*Estratto fornito*.
☆ ☆ ☆ ☆
Una volta scollinato ho proseguito per Arsiè, Fonzaso e Feltre, dove mi aspettava il temuto tratto lungo il Piave verso Fener, in leggera discesa su strada molto battuta anche da mezzi pesanti. Diciamo che sono sopravvissuto, ed è già tanto… incredibile come autisti che vantano riconoscimenti professionali mettano a rischio la vita propria e quella degli altri per un sorpasso alla cieca pur di guadagnare qualche secondo!
Subito dopo Fener un ponte con spettacolare vista sul greto del Piave mi ha introdotto nel paesaggio collinare del Prosecco di Valdobbiadene, tra vigne e scorci di rara bellezza. Ho trovato strade ampie ma traffico impazzito, sorpassi suicidi e velocità assurde. Mancano ancora tantissimi morti (evidentemente non bastano gli oltre 3000 l’anno) per capire che l’automobile è un mostro a cui vengono troppo spesso sacrificate la nostra vita e quella altrui. Non pensiamoci… ho cercato di godermi la Pedemontana che prosegue in direzione Treviso offrendo passaggi tra colline verdissime e qualche inaspettato saliscendi.
☆ ☆ ☆ ☆
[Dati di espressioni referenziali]
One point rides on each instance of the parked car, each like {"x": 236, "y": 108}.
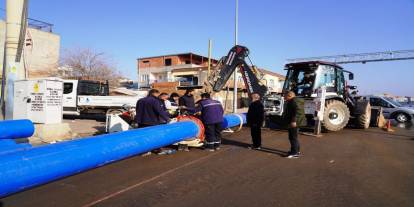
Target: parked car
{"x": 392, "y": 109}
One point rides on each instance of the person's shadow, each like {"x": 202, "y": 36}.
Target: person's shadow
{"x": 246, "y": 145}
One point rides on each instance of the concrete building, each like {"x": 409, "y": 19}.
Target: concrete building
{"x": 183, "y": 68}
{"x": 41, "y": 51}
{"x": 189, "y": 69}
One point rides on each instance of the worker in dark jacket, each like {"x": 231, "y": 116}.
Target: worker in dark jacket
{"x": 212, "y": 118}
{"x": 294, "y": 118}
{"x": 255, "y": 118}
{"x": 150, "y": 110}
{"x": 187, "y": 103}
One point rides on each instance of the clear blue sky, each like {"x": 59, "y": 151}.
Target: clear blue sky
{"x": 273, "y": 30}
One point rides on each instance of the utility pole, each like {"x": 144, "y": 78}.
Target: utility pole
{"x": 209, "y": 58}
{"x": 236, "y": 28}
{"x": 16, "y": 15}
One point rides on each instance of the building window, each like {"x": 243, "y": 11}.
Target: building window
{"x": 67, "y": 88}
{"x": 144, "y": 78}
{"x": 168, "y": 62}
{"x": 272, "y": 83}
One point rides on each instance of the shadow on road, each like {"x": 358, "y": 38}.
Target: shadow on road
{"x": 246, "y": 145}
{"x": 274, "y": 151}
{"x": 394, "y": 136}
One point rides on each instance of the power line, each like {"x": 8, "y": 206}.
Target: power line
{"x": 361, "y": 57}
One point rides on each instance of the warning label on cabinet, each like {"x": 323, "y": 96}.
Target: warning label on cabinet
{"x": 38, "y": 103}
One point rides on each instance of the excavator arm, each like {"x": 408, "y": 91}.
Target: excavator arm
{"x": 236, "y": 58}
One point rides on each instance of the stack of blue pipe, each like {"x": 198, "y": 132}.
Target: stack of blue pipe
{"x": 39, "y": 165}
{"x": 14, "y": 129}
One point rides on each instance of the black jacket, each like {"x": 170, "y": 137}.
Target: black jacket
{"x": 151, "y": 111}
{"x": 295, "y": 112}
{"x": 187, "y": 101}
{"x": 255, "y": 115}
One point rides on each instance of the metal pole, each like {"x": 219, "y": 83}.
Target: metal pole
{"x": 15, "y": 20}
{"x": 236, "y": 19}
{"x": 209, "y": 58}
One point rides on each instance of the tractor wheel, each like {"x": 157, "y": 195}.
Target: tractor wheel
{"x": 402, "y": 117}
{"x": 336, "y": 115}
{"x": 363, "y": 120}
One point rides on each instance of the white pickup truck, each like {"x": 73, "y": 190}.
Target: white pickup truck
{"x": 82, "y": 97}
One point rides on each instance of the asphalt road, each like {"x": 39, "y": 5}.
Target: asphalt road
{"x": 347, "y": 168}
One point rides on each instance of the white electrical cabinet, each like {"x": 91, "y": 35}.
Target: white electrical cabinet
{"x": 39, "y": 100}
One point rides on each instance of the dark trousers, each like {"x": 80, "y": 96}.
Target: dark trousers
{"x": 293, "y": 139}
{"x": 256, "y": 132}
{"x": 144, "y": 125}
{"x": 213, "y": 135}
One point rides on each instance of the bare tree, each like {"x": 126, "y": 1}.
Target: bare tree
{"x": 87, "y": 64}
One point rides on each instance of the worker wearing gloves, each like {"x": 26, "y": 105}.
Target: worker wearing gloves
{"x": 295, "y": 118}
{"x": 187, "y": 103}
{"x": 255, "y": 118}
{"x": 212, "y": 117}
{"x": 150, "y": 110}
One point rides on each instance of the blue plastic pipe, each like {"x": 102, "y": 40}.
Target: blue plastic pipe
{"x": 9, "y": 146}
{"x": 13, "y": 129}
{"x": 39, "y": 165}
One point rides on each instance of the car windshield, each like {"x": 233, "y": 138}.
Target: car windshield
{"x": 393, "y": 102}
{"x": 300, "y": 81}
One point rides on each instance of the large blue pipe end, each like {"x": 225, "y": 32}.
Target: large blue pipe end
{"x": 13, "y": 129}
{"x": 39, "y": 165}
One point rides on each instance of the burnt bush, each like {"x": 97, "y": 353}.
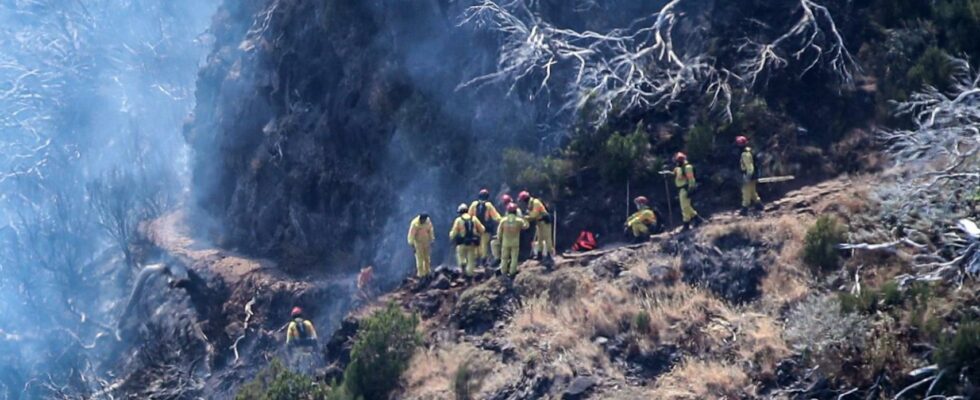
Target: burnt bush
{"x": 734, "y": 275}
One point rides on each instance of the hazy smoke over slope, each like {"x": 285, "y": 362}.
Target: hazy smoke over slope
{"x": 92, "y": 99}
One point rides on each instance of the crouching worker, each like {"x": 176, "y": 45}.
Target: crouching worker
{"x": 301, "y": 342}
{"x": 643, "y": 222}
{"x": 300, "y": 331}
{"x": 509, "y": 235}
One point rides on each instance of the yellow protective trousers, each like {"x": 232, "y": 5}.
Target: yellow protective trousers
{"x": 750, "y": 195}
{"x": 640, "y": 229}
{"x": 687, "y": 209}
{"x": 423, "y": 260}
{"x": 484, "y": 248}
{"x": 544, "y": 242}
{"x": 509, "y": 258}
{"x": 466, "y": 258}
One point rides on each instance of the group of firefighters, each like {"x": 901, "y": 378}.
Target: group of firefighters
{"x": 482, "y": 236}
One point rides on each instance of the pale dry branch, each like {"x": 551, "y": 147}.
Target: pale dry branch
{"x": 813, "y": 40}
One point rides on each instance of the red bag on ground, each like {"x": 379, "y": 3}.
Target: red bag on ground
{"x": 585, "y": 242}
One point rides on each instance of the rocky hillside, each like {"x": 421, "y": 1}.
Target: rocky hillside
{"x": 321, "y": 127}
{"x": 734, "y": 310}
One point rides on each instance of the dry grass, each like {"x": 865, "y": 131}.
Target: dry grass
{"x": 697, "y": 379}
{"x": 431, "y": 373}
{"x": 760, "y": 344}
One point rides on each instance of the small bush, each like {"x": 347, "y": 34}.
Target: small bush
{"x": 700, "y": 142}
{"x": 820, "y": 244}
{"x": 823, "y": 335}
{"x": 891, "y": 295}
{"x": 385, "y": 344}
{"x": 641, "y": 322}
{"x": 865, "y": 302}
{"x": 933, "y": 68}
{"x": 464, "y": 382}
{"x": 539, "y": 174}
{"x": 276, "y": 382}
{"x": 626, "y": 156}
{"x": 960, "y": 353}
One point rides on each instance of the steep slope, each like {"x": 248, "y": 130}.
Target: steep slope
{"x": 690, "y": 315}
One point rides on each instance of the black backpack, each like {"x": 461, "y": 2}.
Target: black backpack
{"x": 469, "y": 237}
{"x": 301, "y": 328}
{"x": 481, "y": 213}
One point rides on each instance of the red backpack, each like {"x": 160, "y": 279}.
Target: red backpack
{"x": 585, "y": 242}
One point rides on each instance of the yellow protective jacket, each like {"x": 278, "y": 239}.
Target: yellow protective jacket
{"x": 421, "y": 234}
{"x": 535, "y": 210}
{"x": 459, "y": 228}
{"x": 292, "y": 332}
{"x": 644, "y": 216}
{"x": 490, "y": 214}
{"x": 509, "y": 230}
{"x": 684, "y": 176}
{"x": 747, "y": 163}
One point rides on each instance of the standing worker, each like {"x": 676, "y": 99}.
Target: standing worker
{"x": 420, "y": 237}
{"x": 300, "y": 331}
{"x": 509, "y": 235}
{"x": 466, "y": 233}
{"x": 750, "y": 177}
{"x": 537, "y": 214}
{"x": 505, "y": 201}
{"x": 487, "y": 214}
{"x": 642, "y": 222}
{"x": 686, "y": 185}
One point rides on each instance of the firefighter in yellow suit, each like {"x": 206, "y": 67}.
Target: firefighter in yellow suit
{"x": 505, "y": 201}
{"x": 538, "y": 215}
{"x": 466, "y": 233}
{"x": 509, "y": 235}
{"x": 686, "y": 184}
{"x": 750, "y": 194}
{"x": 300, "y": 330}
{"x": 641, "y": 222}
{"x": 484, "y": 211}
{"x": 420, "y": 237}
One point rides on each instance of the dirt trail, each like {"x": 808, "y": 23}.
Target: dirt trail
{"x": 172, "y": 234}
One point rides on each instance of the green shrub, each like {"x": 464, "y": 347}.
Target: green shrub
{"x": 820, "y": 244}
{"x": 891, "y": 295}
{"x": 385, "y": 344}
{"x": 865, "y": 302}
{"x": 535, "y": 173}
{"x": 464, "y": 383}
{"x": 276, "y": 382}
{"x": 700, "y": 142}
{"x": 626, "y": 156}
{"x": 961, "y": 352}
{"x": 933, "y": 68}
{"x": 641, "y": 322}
☆ ☆ ☆ ☆
*Cosa farai*.
• 1. Trascrivi parola per parola il passo del brano sul percorso lungo il Piave, partendo da "Una volta scollinato" e finendo con "guadagnare qualche secondo!".
• 2. Porta avanti il brano sul percorso lungo il Piave, riprendendo dopo la sua ultima frase.
Le righe non hanno alcun ruolo in questo lavoro.

*Risposte per compito*.
• 1.
Una volta scollinato ho proseguito per Arsiè, Fonzaso e Feltre, dove mi aspettava il temuto tratto lungo il Piave verso Fener, in leggera discesa su strada molto battuta anche da mezzi pesanti. Diciamo che sono sopravvissuto, ed è già tanto… incredibile come autisti che vantano riconoscimenti professionali mettano a rischio la vita propria e quella degli altri per un sorpasso alla cieca pur di guadagnare qualche secondo!

• 2.
Come detto, la destinazione finale era Oderzo ed era quindi inevitabile che ad un certo punto davanti a me si aprisse la pianura; sopra di me, invece, batteva un sole piuttosto cattivello per essere settembre, tanto più che la borraccia era ormai vuota e la necessità di reintegrare i liquidi stava diventando impellente. Ho avuto la conferma che le fontane in pianura, soprattutto con i tempi (climatici) che corrono, sono merce rara; io sono abituato bene, perché nel cuore delle Alpi ogni paesino ha più punti dove far scorta d’acqua! Per fortuna nella mia mente è riemerso un adagio di un vecchio amico: dove c’è un cimitero c’è sempre acqua! Non me ne vogliano quindi i cittadini di Moriago della Battaglia (TV) se al cospetto delle tombe dei loro cari ho riempito la borraccia del prezioso elemento. Come si dice, ho dovuto far di necessità virtù!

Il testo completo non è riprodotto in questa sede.